**Objective**. Output every row below as a two-column CSV with the header instruction,masks: one line per row, the row's text under instruction and its answer under masks, each in one quoted field with line breaks replaced by spaces. Leave the pictures out.

**Raw records**.
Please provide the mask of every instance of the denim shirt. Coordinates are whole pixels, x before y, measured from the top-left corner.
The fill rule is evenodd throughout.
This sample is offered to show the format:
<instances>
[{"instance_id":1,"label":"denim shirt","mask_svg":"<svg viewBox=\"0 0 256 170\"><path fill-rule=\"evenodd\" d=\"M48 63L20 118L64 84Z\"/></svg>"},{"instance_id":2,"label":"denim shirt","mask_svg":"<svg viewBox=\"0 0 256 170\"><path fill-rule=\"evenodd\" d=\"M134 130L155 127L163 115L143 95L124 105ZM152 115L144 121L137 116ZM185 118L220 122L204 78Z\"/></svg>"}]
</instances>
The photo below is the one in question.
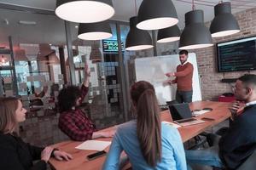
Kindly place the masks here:
<instances>
[{"instance_id":1,"label":"denim shirt","mask_svg":"<svg viewBox=\"0 0 256 170\"><path fill-rule=\"evenodd\" d=\"M178 131L162 123L161 141L161 162L155 167L152 167L146 162L141 152L137 136L137 121L124 123L118 128L102 169L119 169L119 156L125 150L133 169L187 170L184 149Z\"/></svg>"}]
</instances>

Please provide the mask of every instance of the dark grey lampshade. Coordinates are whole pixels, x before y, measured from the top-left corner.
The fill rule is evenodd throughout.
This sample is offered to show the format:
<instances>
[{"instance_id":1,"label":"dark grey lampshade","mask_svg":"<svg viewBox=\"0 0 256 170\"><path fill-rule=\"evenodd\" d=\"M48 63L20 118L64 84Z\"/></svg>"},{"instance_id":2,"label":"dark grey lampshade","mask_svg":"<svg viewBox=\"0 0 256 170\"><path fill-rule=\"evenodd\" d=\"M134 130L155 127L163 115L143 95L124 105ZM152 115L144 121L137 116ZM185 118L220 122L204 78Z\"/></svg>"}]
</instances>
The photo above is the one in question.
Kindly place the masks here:
<instances>
[{"instance_id":1,"label":"dark grey lampshade","mask_svg":"<svg viewBox=\"0 0 256 170\"><path fill-rule=\"evenodd\" d=\"M218 3L214 7L215 17L211 23L210 31L212 37L229 36L240 31L237 20L231 14L231 3Z\"/></svg>"},{"instance_id":2,"label":"dark grey lampshade","mask_svg":"<svg viewBox=\"0 0 256 170\"><path fill-rule=\"evenodd\" d=\"M57 0L55 14L65 20L93 23L111 18L114 9L111 0Z\"/></svg>"},{"instance_id":3,"label":"dark grey lampshade","mask_svg":"<svg viewBox=\"0 0 256 170\"><path fill-rule=\"evenodd\" d=\"M102 40L112 37L110 26L107 21L80 23L78 37L83 40Z\"/></svg>"},{"instance_id":4,"label":"dark grey lampshade","mask_svg":"<svg viewBox=\"0 0 256 170\"><path fill-rule=\"evenodd\" d=\"M195 49L213 45L210 31L204 25L202 10L186 13L185 24L180 36L179 49Z\"/></svg>"},{"instance_id":5,"label":"dark grey lampshade","mask_svg":"<svg viewBox=\"0 0 256 170\"><path fill-rule=\"evenodd\" d=\"M159 30L178 22L172 0L143 0L137 18L137 27L142 30Z\"/></svg>"},{"instance_id":6,"label":"dark grey lampshade","mask_svg":"<svg viewBox=\"0 0 256 170\"><path fill-rule=\"evenodd\" d=\"M157 33L157 42L170 42L179 40L180 30L177 25L160 29Z\"/></svg>"},{"instance_id":7,"label":"dark grey lampshade","mask_svg":"<svg viewBox=\"0 0 256 170\"><path fill-rule=\"evenodd\" d=\"M125 49L136 51L153 48L149 33L147 31L137 29L137 16L130 18L130 31L126 37Z\"/></svg>"}]
</instances>

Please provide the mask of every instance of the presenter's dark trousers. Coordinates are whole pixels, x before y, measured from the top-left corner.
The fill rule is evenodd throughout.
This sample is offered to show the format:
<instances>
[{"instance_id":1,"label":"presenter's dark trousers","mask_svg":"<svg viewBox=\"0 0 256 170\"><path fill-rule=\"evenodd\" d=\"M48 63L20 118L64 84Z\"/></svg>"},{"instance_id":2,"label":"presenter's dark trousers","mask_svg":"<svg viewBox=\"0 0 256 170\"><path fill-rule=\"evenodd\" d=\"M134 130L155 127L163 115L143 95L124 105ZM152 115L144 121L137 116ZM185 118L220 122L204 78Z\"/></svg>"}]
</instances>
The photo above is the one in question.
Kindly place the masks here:
<instances>
[{"instance_id":1,"label":"presenter's dark trousers","mask_svg":"<svg viewBox=\"0 0 256 170\"><path fill-rule=\"evenodd\" d=\"M176 92L176 100L178 103L190 103L192 102L193 91L180 91Z\"/></svg>"}]
</instances>

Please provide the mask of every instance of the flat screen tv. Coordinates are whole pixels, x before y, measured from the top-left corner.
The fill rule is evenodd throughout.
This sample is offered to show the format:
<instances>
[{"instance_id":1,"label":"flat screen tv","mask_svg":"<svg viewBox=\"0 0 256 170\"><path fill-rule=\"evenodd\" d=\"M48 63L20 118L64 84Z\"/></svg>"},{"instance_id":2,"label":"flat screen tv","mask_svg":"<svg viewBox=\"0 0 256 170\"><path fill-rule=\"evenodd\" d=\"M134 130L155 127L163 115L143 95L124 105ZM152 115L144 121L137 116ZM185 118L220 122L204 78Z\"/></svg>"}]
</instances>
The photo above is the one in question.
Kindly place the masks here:
<instances>
[{"instance_id":1,"label":"flat screen tv","mask_svg":"<svg viewBox=\"0 0 256 170\"><path fill-rule=\"evenodd\" d=\"M219 42L218 71L256 70L256 37Z\"/></svg>"}]
</instances>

**Output of the exercise**.
instruction,masks
"Please provide the mask of every instance of the denim shirt. Coordinates are whole pixels, x before y, measured from the top-left corner. The fill rule is evenodd throughout. This sample is offered to show the format: <instances> [{""instance_id"":1,""label"":""denim shirt"",""mask_svg"":""<svg viewBox=\""0 0 256 170\""><path fill-rule=\""evenodd\"" d=\""M48 63L20 118L64 84Z\""/></svg>""},{""instance_id"":2,""label"":""denim shirt"",""mask_svg"":""<svg viewBox=\""0 0 256 170\""><path fill-rule=\""evenodd\"" d=\""M134 130L155 127L163 115L143 95L124 105ZM152 115L144 121L137 116ZM185 118L220 122L204 78Z\""/></svg>""}] </instances> The photo below is the one in question. Kindly place the masks here:","<instances> [{""instance_id"":1,""label"":""denim shirt"",""mask_svg"":""<svg viewBox=\""0 0 256 170\""><path fill-rule=\""evenodd\"" d=\""M178 131L162 123L161 141L161 162L155 167L152 167L146 162L141 152L137 136L137 121L124 123L118 128L102 169L119 169L119 156L125 150L133 169L187 170L184 149Z\""/></svg>""}] </instances>"
"Please provide the mask of every instance of the dark grey lampshade. Coordinates are whole pixels, x before y, measured from the top-left corner. The fill rule is evenodd throughout. This sample is offered to show the format: <instances> [{""instance_id"":1,""label"":""dark grey lampshade"",""mask_svg"":""<svg viewBox=\""0 0 256 170\""><path fill-rule=\""evenodd\"" d=\""M48 63L20 118L64 84Z\""/></svg>""},{""instance_id"":2,""label"":""dark grey lampshade"",""mask_svg"":""<svg viewBox=\""0 0 256 170\""><path fill-rule=\""evenodd\"" d=\""M134 130L155 127L163 115L143 95L124 105ZM152 115L144 121L137 116ZM185 118L220 122L204 78Z\""/></svg>""}] </instances> The photo above is the one in question. Kindly place the masks here:","<instances> [{""instance_id"":1,""label"":""dark grey lampshade"",""mask_svg"":""<svg viewBox=\""0 0 256 170\""><path fill-rule=\""evenodd\"" d=\""M218 3L214 7L215 17L211 23L210 31L212 37L229 36L240 31L237 20L231 14L231 3Z\""/></svg>""},{""instance_id"":2,""label"":""dark grey lampshade"",""mask_svg"":""<svg viewBox=\""0 0 256 170\""><path fill-rule=\""evenodd\"" d=\""M57 0L55 14L65 20L93 23L111 18L114 9L111 0Z\""/></svg>""},{""instance_id"":3,""label"":""dark grey lampshade"",""mask_svg"":""<svg viewBox=\""0 0 256 170\""><path fill-rule=\""evenodd\"" d=\""M102 40L112 37L110 26L107 21L80 23L78 37L83 40Z\""/></svg>""},{""instance_id"":4,""label"":""dark grey lampshade"",""mask_svg"":""<svg viewBox=\""0 0 256 170\""><path fill-rule=\""evenodd\"" d=\""M195 49L213 45L210 31L204 25L202 10L186 13L185 24L180 36L179 49Z\""/></svg>""},{""instance_id"":5,""label"":""dark grey lampshade"",""mask_svg"":""<svg viewBox=\""0 0 256 170\""><path fill-rule=\""evenodd\"" d=\""M159 30L178 22L172 0L143 0L137 18L137 27L142 30Z\""/></svg>""},{""instance_id"":6,""label"":""dark grey lampshade"",""mask_svg"":""<svg viewBox=\""0 0 256 170\""><path fill-rule=\""evenodd\"" d=\""M157 33L157 42L170 42L179 40L180 30L177 25L160 29Z\""/></svg>""},{""instance_id"":7,""label"":""dark grey lampshade"",""mask_svg"":""<svg viewBox=\""0 0 256 170\""><path fill-rule=\""evenodd\"" d=\""M125 49L136 51L153 48L149 33L147 31L137 29L137 16L130 18L130 31L126 37Z\""/></svg>""}] </instances>"
"Please provide the mask of every instance of the presenter's dark trousers. Coordinates are whole pixels, x before y, measured from the top-left corner. The fill rule is evenodd throughout. This sample is offered to show the format: <instances> [{""instance_id"":1,""label"":""presenter's dark trousers"",""mask_svg"":""<svg viewBox=\""0 0 256 170\""><path fill-rule=\""evenodd\"" d=\""M48 63L20 118L64 84Z\""/></svg>""},{""instance_id"":2,""label"":""presenter's dark trousers"",""mask_svg"":""<svg viewBox=\""0 0 256 170\""><path fill-rule=\""evenodd\"" d=\""M134 130L155 127L163 115L143 95L124 105ZM152 115L144 121L137 116ZM185 118L220 122L204 78Z\""/></svg>""}] </instances> The photo above is the one in question. Kindly place the masks here:","<instances> [{""instance_id"":1,""label"":""presenter's dark trousers"",""mask_svg"":""<svg viewBox=\""0 0 256 170\""><path fill-rule=\""evenodd\"" d=\""M176 92L176 100L178 103L190 103L192 102L193 91L180 91Z\""/></svg>""}] </instances>"
"Please provide the mask of every instance of the flat screen tv. Coordinates are whole pixels, x before y, measured from the top-left corner. The fill rule is evenodd throughout. This sample is offered to show the format: <instances> [{""instance_id"":1,""label"":""flat screen tv"",""mask_svg"":""<svg viewBox=\""0 0 256 170\""><path fill-rule=\""evenodd\"" d=\""M48 63L20 118L64 84Z\""/></svg>""},{""instance_id"":2,""label"":""flat screen tv"",""mask_svg"":""<svg viewBox=\""0 0 256 170\""><path fill-rule=\""evenodd\"" d=\""M134 130L155 127L163 115L143 95L124 105ZM152 115L144 121L137 116ZM185 118L220 122L204 78Z\""/></svg>""}] </instances> The photo above is the one in question. Kindly place the masks here:","<instances> [{""instance_id"":1,""label"":""flat screen tv"",""mask_svg"":""<svg viewBox=\""0 0 256 170\""><path fill-rule=\""evenodd\"" d=\""M219 42L218 71L256 70L256 37Z\""/></svg>""}] </instances>"